● **WORK TO COMPLETE**: Return every line of the listing below without any changes.
#### DATA SHOWN
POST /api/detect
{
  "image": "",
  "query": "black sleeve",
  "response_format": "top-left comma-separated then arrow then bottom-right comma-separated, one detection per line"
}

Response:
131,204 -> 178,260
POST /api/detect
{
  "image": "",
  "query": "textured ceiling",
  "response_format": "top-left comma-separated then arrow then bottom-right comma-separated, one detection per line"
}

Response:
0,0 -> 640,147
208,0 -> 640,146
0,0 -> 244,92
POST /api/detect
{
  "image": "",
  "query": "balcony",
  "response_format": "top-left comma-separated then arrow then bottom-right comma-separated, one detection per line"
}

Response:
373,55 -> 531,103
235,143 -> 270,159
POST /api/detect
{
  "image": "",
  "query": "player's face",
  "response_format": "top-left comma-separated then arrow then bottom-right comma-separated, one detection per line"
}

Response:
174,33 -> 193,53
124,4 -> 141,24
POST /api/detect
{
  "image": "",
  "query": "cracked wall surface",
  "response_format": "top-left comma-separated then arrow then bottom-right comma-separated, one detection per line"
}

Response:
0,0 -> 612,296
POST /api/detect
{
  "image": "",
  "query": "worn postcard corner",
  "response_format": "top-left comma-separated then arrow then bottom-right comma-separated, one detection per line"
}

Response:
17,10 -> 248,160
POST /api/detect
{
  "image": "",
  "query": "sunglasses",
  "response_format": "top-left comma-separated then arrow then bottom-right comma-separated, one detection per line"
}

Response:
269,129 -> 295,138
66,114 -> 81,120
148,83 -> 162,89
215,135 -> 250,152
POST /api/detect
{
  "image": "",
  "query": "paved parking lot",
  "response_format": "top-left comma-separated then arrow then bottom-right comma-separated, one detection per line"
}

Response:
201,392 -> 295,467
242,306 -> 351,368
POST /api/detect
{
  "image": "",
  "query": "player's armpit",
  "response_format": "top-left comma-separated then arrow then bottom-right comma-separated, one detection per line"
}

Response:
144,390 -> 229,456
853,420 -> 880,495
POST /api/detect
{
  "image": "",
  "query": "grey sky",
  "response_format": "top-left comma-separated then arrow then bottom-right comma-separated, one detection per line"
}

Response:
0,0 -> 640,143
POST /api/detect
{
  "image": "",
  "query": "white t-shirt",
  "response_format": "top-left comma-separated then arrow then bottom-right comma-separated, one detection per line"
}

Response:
########
● **FINISHED ANSWER**:
POST /api/detect
{
  "image": "",
  "query": "black sleeve",
  "response_format": "top-left comma-separated then arrow then bottom-right comma-separated, one detection per line"
}

Response:
131,204 -> 178,260
POST /api/detect
{
  "image": "",
  "query": "textured ceiling",
  "response_format": "top-left comma-separated then arrow then bottom-right comma-separated, one detection per line"
}

Response:
0,0 -> 640,147
208,0 -> 640,146
0,0 -> 244,92
POST /api/detect
{
  "image": "",
  "query": "balcony",
  "response_format": "top-left comma-separated then arrow then bottom-right comma-separated, one detection per line"
}

Response:
373,55 -> 531,103
235,143 -> 270,159
POST /api/detect
{
  "image": "",
  "query": "player's face",
  "response_format": "top-left comma-separated then arrow then bottom-right comma-separated, one detection per line"
}

Response:
174,33 -> 193,53
124,4 -> 141,24
POST /api/detect
{
  "image": "",
  "query": "cracked wall surface",
  "response_format": "top-left comma-separated then arrow then bottom-right comma-separated, one detection per line"
}

Response:
0,0 -> 612,296
POST /api/detect
{
  "image": "",
  "query": "worn postcard corner",
  "response_format": "top-left comma-separated then arrow then bottom-right comma-separated, one detection per line"
}

Response:
17,10 -> 248,160
POST /api/detect
{
  "image": "",
  "query": "sunglasses",
  "response_format": "top-left comma-separated then arrow then bottom-right comma-separated, one detection per line"
}

Response:
269,129 -> 295,138
66,114 -> 81,120
148,83 -> 162,89
215,135 -> 250,152
POST /api/detect
{
  "image": "",
  "query": "paved parking lot",
  "response_format": "top-left comma-separated then arrow then bottom-right comma-separated, one detection per line"
}

Response:
201,392 -> 295,467
242,306 -> 351,368
POST /api/detect
{
  "image": "",
  "query": "player's armpit",
  "response_format": "top-left comma-separated then arrow then bottom-right comma-separated, one detection per line"
}

Response:
144,390 -> 229,456
853,420 -> 880,495
POST /api/detect
{
  "image": "",
  "query": "grey sky",
  "response_format": "top-left comma-separated then arrow then bottom-right comma-separated, one detection per line"
}

Response:
0,0 -> 640,143
POST /api/detect
{
  "image": "",
  "query": "white t-shirt",
  "response_format": "top-left comma-separated then arrow then bottom-right comma-separated, one detection per line"
}

Response:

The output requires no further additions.